#### Task statement:
Wherever an image appears in the entries, drop it and reproduce everything else exactly.

= Beginning of Section =

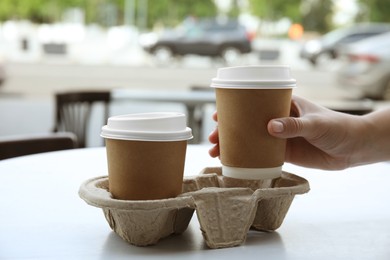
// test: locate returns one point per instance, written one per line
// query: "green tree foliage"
(317, 15)
(48, 11)
(276, 9)
(172, 12)
(374, 11)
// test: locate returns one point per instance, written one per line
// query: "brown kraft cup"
(149, 168)
(245, 105)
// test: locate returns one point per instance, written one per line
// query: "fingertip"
(214, 151)
(275, 127)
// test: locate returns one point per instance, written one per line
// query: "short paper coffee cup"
(146, 155)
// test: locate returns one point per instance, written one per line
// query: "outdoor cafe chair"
(73, 111)
(20, 145)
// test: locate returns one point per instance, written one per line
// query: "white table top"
(346, 215)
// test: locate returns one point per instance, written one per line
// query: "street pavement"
(27, 98)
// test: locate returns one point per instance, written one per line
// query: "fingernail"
(277, 126)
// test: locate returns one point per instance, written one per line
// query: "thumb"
(288, 127)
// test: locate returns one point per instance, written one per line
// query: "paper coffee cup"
(146, 155)
(247, 98)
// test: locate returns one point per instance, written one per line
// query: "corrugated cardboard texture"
(225, 214)
(243, 115)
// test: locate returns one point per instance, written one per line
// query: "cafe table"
(345, 215)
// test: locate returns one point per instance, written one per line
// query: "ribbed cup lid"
(159, 126)
(254, 77)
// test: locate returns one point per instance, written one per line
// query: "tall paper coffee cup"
(248, 97)
(146, 155)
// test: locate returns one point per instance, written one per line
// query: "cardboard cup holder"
(226, 210)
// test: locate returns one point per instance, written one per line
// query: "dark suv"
(209, 37)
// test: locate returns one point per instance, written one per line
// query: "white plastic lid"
(254, 77)
(160, 126)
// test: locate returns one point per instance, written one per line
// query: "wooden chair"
(73, 111)
(14, 146)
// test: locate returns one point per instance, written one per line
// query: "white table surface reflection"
(346, 215)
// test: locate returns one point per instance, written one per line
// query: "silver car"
(325, 48)
(366, 68)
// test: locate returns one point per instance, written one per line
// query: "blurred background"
(338, 50)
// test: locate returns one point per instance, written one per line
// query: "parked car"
(366, 69)
(207, 37)
(327, 46)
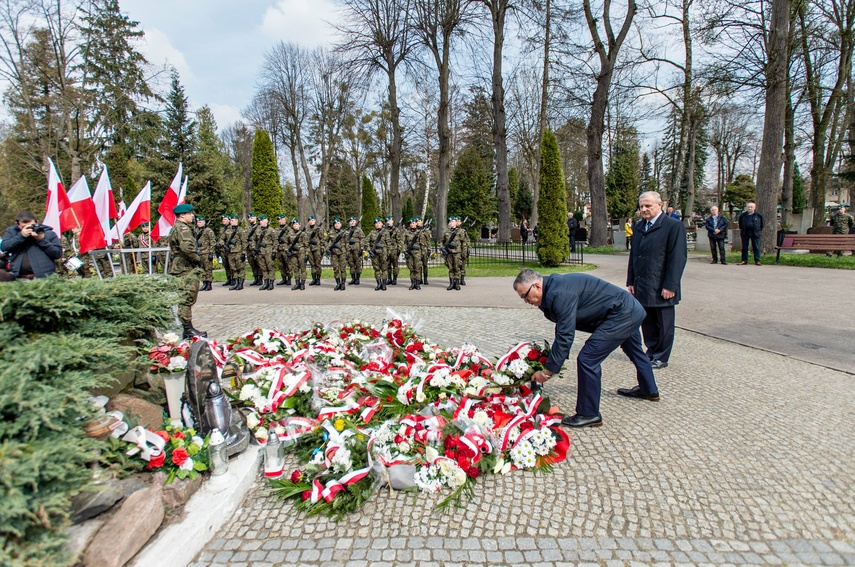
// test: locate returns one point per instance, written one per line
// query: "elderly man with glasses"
(612, 316)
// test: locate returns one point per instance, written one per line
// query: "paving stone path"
(748, 459)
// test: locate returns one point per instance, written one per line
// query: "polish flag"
(57, 203)
(105, 205)
(170, 200)
(91, 232)
(138, 212)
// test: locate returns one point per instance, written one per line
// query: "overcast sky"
(218, 45)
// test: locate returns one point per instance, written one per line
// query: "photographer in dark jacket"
(32, 247)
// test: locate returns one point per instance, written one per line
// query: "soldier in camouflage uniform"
(251, 230)
(224, 258)
(70, 247)
(355, 236)
(377, 241)
(235, 246)
(394, 252)
(184, 264)
(338, 254)
(297, 247)
(282, 249)
(413, 254)
(452, 244)
(205, 242)
(841, 222)
(317, 242)
(464, 252)
(425, 243)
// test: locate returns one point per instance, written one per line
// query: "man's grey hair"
(526, 278)
(657, 198)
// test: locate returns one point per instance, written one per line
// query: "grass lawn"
(477, 268)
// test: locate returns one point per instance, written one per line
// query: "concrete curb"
(208, 511)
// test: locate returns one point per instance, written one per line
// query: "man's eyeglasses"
(524, 297)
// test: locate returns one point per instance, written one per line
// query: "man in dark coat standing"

= End of Section =

#### Expected answer:
// test: locate returns one point per instance, written one per line
// query: "green tree foliage"
(317, 15)
(48, 11)
(276, 9)
(172, 12)
(374, 11)
// test: locate returns one point per instance, written one per line
// query: "brown kraft cup"
(149, 168)
(245, 105)
// test: locate returns one point per instance, written one per line
// query: "fingertip"
(214, 151)
(275, 127)
// test: locate returns one point per instance, written one per line
// query: "short paper coffee cup"
(146, 155)
// test: locate returns one point per instance, written one per line
// query: "outdoor cafe chair"
(73, 111)
(20, 145)
// test: locate returns one point per instance, written one per line
// query: "white table top"
(346, 215)
// test: locate returns one point per instance, written one per line
// query: "street pavement"
(27, 98)
// test: locate returns one point per instance, written one per line
// query: "fingernail"
(277, 126)
// test: locate returns one point per instance, written one per line
// query: "thumb"
(288, 127)
// test: locate returns one point per instance, written one per line
// query: "paper coffee cup"
(146, 155)
(247, 98)
// test: locate returns one point per instance, written one per line
// query: "corrugated cardboard texture"
(225, 214)
(243, 115)
// test: locate returns one point per instance, written one per line
// query: "cafe table"
(345, 215)
// test: locate returns one point per instance, written one per line
// query: "ribbed cup lid"
(159, 126)
(254, 77)
// test: locate returns one point per instance, written one per line
// query: "tall paper coffee cup"
(248, 97)
(146, 155)
// test: locate returns one point per instance, written one per line
// query: "cardboard cup holder"
(226, 210)
// test: locate returns one point per instance, written one per line
// query: "dark suv"
(209, 37)
// test: locate returns one point per instance, written one per line
// query: "white plastic lid"
(254, 77)
(160, 126)
// test: locate returns one point per instance, written one per line
// query: "wooden chair"
(73, 111)
(14, 146)
// test: locate returns one point per instance, written one per line
// query: "white table surface reflection"
(346, 215)
// test: locate returns one point per instance, written one per line
// query: "silver car"
(325, 48)
(366, 68)
// test: locate returns one point per instance, written one per line
// query: "blurred background"
(338, 50)
// test: locate returns one point per instance, written one per line
// query: "parked car"
(366, 69)
(207, 37)
(327, 46)
// test: locate returns one point per instance, written one per line
// query: "elderly man with glasses"
(612, 316)
// test: locate returns one point per instance, written one per line
// query: "paving stone path"
(748, 459)
// test: locate returns one point per instance, written one per line
// query: "polish flag"
(57, 203)
(105, 205)
(170, 200)
(91, 232)
(138, 212)
// test: locate returns one point per instance, written one per line
// query: "overcast sky"
(218, 45)
// test: locate returns one point per instance, written one per line
// query: "photographer in dark jacket"
(32, 247)
// test: locate returns one point per instance, written one per line
// query: "soldier in camouflage uniform"
(251, 230)
(224, 258)
(70, 247)
(355, 236)
(377, 241)
(235, 246)
(394, 252)
(184, 264)
(338, 254)
(297, 247)
(282, 249)
(413, 254)
(452, 244)
(205, 242)
(841, 222)
(317, 242)
(464, 252)
(425, 243)
// test: locate returns one point per instance, written one per line
// query: "man's grey hair"
(526, 278)
(657, 198)
// test: locate returns one point per instance, written one per line
// query: "grass lawn"
(477, 268)
// test: locate returns one point per instance, written one per line
// query: "concrete curb"
(208, 511)
// test: locate returns one point per instance, written one per line
// query: "man's eyeglasses"
(524, 297)
// test: locate returns one point per instance, written one per line
// query: "man in dark coat standing"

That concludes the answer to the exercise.